» **Direction**: Pull out every line in the two blocks of records below that contains the word "crust", treating uppercase and lowercase as different, and copy each of those lines unchanged.

» **Data section**:
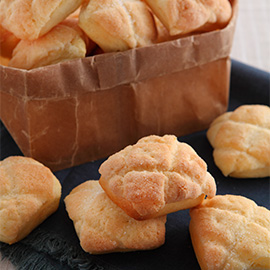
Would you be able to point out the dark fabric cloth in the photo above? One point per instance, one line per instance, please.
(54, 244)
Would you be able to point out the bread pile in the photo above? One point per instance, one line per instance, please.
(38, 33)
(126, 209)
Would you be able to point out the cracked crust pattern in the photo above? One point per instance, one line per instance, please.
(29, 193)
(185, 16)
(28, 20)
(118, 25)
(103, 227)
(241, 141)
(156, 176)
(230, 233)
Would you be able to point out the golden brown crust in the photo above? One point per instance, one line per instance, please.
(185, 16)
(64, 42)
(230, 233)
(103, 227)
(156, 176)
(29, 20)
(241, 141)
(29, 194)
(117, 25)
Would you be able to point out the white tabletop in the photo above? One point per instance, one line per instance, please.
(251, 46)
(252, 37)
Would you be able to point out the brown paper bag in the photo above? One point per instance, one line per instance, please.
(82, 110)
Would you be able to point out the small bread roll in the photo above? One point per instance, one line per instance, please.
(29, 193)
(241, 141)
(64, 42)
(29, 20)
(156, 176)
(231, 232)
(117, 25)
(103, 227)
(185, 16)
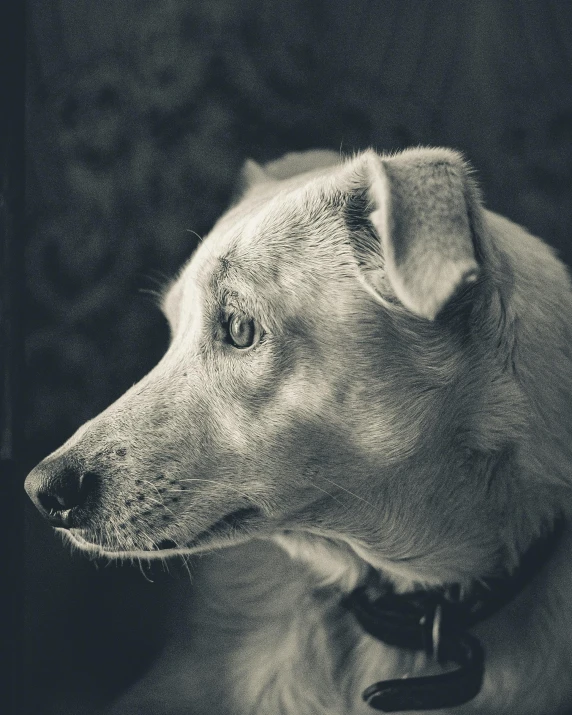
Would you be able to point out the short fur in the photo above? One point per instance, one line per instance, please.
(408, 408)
==
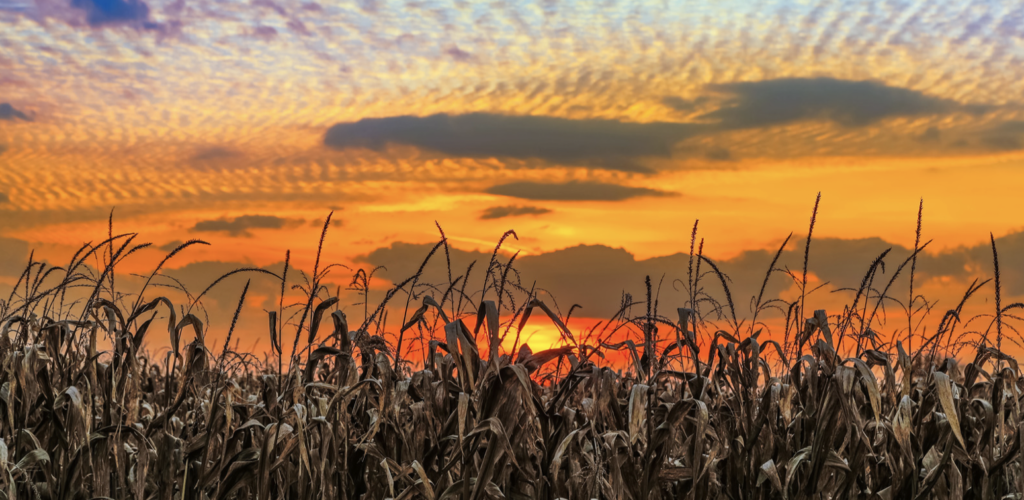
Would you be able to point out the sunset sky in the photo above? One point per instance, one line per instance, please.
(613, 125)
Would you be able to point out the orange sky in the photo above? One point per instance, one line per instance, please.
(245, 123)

» **Reply to the task**:
Would you be able to point out the cracked crust pattern in the photo above? One point per instance, one line per instance, please.
Would you be able to point out the golden brown crust in the photo above? One point per instance, one line per instance, please.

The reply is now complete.